> **Document excerpt**:

5 Best Financial Services Stocks to Buy Now

2. Wells Fargo & Company (NYSE:WFC)

Number of Hedge Fund Holders: 88

According to Bloomberg, Wells Fargo & Company (NYSE:WFC) remains the best performing bank in 2021, surging 62.1%, as of the close of December 2. Due to its strong performance, Odeon Capital upgraded the stock to Buy, highlighting its reasonable valuation.

In its Q3 earnings, Wells Fargo & Company (NYSE:WFC) posted a GAAP EPS of $1.17, which beats the analysts’ estimates by $0.17. Moreover, the California-based financial services company reported revenue of $18.8 billion, exceeding expectations by $520 million.

At the end of Q3 2021, 88 hedge funds tracked by Insider Monkey reported owning stakes in Wells Fargo & Company (NYSE:WFC), compared with 94 in the previous quarter. These positions held a consolidated value of over $6.1 billion. Eagle Capital Management was the company’s leading shareholder in Q3, worth over $1.5 billion.

> **Data extract**:

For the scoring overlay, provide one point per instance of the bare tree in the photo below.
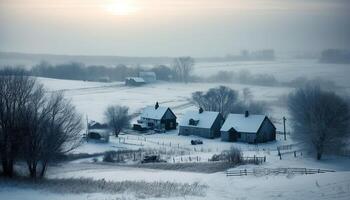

> **Assignment**: Continue the article on the best financial services stocks to buy now, starting right after its last sentence.

> **Answer space**:
L1 Capital mentioned Wells Fargo & Company (NYSE:WFC) in its Q2 2021 investor letter. Here is what the firm has to say:

Wells Fargo (Long +16%) was the strongest contributor to portfolio performance over the quarter. Wells Fargo shares rallied given a better outlook for bad debts driven by improving employment and house price trends. The company had been very undervalued due to excessive fears around likely bad debts due to the pandemic, the continued regulatory “asset cap” (a punishment that was put in place in 2017 for numerous compliance failures) and an inability to commence buybacks. The share price has subsequently recovered strongly in recent months as the company has progressed its turnaround program under the leadership of the well-regarded CEO, Charles Scharf (former CEO of Visa and BNY Mellon). Wells Fargo is now closer to getting the asset cap lifted and has announced a huge cost out program (US$8b+) as well as an $18b buyback program to be completed over the next 12 months. Wells Fargo shares have rallied more than 50% since we initiated the position in late 2020. Given the strong rally, we elected to exit our position and rotate into stocks with larger valuation upside.”